Instructions for the task:
Set out every line of the data below as a numbered list, skipping blank lines and leaving the pictures out.

* Begin Records supplied *

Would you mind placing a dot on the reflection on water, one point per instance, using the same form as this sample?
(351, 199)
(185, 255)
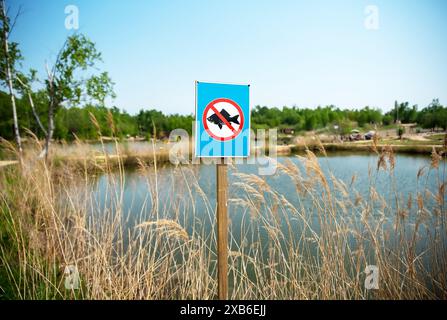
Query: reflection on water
(188, 194)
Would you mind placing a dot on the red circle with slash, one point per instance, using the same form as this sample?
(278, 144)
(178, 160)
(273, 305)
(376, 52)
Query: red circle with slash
(211, 106)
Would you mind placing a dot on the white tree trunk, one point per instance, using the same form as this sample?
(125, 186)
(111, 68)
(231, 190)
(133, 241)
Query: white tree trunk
(9, 78)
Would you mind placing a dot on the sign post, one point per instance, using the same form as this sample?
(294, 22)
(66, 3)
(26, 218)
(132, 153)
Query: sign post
(222, 131)
(222, 230)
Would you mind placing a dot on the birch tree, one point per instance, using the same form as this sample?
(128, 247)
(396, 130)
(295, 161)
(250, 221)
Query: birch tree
(65, 82)
(9, 56)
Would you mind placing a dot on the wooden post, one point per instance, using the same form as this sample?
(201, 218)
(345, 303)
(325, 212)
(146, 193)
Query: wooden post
(222, 230)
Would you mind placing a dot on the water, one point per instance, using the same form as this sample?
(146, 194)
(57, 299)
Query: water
(179, 196)
(188, 195)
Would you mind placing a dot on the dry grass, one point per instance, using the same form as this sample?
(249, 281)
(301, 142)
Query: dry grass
(316, 250)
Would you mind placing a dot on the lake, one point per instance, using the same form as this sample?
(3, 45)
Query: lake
(188, 193)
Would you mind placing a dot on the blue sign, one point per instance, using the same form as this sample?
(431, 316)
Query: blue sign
(222, 120)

* End Records supplied *

Worked solution:
1. Would you mind placing a dot on the reflection on water, one point per instance, using the same form as this sample?
2. (351, 199)
3. (185, 255)
4. Query: reflection on water
5. (188, 194)
6. Would you mind placing a dot on the red circle with slash, one point per instance, using the same form as this sample?
7. (278, 144)
8. (178, 160)
9. (273, 305)
10. (376, 52)
11. Query: red circle with slash
12. (211, 106)
13. Would you mind placing a dot on the white tree trunk, one point per instance, using the same form as this sample?
14. (125, 186)
15. (111, 68)
16. (231, 190)
17. (133, 241)
18. Query: white tree trunk
19. (9, 78)
20. Would you mind placing a dot on the sign post, one point per instance, using the same form as this sample?
21. (294, 22)
22. (66, 3)
23. (26, 218)
24. (132, 153)
25. Query: sign post
26. (222, 131)
27. (222, 230)
28. Would you mind placing a dot on the birch tree, one point per instance, using the same form as this sample?
29. (128, 247)
30. (396, 130)
31. (295, 161)
32. (250, 221)
33. Query: birch tree
34. (65, 82)
35. (9, 56)
36. Would you mind placing a dot on the wooden post, one point per instance, using the same form as this sample?
37. (201, 218)
38. (345, 303)
39. (325, 212)
40. (146, 193)
41. Query: wooden post
42. (222, 230)
43. Would you mind placing a dot on the water, one point per instance, using the same form as this sample?
44. (146, 194)
45. (57, 299)
46. Query: water
47. (179, 196)
48. (188, 195)
49. Would you mind placing a dot on the dry grass, one point per instance, using the same form as this sample?
50. (249, 281)
51. (301, 142)
52. Query: dry grass
53. (316, 250)
54. Would you mind placing a dot on the lake, one point per instance, using the same form as this sample?
55. (3, 45)
56. Query: lake
57. (188, 193)
58. Would you mind placing a dot on the blue sign, one point per instance, using the same form as this sample?
59. (431, 316)
60. Query: blue sign
61. (222, 120)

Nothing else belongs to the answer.